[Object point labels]
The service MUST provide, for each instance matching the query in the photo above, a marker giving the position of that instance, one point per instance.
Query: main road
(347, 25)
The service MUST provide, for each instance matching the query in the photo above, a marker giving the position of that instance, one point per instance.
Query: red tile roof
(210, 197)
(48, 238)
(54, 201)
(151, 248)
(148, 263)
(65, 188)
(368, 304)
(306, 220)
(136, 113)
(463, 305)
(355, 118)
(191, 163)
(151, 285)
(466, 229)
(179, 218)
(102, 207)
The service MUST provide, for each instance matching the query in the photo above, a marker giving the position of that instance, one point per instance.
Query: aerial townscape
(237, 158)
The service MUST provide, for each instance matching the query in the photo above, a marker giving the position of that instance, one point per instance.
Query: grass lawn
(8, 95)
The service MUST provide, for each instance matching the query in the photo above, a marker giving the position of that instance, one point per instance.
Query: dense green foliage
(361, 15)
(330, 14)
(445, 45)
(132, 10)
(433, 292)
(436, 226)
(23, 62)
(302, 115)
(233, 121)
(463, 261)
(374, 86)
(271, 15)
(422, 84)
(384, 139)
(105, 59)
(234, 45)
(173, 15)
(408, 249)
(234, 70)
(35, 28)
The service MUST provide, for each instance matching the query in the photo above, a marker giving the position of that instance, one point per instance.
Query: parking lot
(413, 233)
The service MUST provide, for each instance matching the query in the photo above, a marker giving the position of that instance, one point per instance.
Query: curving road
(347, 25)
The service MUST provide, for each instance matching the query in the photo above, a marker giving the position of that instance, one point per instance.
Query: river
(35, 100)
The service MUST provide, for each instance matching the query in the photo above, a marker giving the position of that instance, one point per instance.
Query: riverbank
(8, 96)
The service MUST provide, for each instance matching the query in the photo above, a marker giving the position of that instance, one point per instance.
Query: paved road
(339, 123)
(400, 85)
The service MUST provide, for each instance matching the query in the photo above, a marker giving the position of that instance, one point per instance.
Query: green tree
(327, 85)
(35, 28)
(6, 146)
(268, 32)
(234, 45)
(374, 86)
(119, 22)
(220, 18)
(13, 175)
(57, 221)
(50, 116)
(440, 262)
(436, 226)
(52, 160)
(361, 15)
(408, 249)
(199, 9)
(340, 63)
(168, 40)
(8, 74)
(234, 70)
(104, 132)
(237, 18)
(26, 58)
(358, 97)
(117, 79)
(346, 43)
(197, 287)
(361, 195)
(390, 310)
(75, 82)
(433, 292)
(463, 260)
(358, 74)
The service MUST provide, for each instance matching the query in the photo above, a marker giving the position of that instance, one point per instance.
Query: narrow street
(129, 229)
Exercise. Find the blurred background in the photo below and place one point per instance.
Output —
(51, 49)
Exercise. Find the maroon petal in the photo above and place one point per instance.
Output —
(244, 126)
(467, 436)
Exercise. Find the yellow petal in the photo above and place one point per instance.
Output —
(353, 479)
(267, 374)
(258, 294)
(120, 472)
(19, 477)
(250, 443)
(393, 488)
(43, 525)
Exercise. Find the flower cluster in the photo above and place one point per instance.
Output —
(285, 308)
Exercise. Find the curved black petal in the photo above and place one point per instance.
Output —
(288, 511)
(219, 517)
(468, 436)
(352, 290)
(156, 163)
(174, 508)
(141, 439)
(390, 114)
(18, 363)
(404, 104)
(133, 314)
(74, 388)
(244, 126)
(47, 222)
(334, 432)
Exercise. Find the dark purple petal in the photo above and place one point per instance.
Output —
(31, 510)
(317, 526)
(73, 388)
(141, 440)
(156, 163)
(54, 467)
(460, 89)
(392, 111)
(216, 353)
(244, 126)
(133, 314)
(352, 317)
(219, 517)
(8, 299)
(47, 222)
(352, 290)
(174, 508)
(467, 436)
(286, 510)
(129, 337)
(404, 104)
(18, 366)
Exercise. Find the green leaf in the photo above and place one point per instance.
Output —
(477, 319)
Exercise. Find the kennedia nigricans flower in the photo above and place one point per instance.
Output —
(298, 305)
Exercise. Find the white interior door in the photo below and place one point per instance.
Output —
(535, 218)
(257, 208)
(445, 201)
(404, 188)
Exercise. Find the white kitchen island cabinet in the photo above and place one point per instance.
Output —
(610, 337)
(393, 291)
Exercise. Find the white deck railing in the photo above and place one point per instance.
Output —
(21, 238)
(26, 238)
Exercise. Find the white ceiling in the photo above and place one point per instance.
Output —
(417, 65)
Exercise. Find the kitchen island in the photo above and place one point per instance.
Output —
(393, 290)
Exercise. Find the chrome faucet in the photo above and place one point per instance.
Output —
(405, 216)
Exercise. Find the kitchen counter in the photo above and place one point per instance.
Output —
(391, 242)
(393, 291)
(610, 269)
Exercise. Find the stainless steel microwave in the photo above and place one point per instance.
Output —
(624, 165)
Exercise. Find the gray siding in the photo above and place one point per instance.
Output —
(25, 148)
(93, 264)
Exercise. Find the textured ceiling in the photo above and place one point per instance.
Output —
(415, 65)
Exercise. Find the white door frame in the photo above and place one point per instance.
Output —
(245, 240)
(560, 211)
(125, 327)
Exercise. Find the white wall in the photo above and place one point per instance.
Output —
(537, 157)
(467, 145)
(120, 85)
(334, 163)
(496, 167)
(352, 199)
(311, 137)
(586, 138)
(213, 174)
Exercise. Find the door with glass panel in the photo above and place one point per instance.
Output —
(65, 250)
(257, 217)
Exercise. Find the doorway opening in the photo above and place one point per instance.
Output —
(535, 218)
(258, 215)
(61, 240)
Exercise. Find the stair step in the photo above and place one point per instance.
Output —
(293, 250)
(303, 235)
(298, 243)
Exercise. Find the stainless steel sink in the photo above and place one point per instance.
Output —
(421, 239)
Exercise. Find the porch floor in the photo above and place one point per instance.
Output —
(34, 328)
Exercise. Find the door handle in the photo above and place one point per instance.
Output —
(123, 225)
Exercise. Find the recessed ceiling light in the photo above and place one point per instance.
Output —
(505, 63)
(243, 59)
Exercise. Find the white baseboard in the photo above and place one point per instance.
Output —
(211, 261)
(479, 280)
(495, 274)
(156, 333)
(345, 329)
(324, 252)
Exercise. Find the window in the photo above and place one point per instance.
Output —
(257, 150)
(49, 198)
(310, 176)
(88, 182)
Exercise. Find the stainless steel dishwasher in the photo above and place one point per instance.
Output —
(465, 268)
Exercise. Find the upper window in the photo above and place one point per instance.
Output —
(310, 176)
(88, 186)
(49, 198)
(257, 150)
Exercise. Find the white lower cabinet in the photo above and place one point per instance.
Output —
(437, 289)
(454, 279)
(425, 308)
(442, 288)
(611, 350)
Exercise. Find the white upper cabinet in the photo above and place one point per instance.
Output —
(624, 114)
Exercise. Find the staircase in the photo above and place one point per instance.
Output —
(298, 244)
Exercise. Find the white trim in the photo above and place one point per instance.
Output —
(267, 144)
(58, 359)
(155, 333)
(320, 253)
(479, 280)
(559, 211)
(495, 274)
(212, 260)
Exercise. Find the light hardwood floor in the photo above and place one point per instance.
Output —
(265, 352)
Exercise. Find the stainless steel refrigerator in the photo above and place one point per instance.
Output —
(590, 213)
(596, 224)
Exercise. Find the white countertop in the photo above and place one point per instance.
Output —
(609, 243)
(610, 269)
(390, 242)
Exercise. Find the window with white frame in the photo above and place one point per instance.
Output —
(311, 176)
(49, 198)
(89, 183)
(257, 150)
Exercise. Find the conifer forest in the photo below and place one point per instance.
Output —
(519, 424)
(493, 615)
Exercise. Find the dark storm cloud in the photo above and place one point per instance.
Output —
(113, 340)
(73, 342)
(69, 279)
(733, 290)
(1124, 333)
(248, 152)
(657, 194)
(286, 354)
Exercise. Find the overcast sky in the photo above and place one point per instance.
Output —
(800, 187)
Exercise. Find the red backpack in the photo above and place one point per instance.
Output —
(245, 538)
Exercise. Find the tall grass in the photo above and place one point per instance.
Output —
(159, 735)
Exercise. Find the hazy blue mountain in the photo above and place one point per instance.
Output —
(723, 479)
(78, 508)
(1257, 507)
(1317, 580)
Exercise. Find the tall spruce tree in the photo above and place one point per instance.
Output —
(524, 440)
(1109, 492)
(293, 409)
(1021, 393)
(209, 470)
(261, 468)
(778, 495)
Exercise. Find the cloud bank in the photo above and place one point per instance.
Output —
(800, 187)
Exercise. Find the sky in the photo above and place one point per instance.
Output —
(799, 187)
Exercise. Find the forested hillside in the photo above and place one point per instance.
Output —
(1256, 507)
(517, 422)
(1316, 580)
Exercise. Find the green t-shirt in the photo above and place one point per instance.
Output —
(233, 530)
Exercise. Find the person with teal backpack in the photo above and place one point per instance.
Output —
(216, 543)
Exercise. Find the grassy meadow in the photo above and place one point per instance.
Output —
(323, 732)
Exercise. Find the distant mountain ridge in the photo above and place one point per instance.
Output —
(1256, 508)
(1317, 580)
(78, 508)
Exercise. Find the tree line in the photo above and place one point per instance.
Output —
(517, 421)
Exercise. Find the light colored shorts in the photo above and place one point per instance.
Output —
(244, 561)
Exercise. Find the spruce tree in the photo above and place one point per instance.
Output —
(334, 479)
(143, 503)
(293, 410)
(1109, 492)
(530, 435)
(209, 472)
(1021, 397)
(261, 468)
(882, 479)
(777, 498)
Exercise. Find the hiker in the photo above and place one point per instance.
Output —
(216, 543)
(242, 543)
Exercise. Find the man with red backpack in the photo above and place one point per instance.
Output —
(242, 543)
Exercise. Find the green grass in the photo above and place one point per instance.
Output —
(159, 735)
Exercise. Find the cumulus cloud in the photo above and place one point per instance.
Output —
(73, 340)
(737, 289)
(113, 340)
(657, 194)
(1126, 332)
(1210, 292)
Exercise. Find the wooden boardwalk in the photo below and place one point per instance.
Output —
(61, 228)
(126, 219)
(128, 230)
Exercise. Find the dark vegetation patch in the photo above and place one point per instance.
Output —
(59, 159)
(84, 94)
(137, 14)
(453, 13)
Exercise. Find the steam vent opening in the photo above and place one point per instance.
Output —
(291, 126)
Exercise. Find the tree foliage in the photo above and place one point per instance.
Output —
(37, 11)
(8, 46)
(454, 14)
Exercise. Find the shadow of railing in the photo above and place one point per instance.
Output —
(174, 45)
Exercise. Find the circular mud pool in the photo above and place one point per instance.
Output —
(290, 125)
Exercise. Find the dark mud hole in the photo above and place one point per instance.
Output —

- **Problem details**
Please quote nothing but the lines from the line with "Exercise. Find the steam" through the end of the data above, exactly as written, ends included.

- **Answer to this task**
Exercise. Find the steam vent opening in the photo above and place one point per instance.
Output —
(291, 126)
Exercise. Find the tree foliage in the photo above and place one point per instance.
Output —
(37, 11)
(8, 46)
(454, 14)
Exercise. Find the shadow of railing in the photo above and place one point per instance.
Output —
(174, 45)
Exercise. Find the circular mud pool in the photo above and place one point per instance.
Output —
(290, 125)
Exercise. Find the dark mud hole in the photo above and place one point per instance.
Output —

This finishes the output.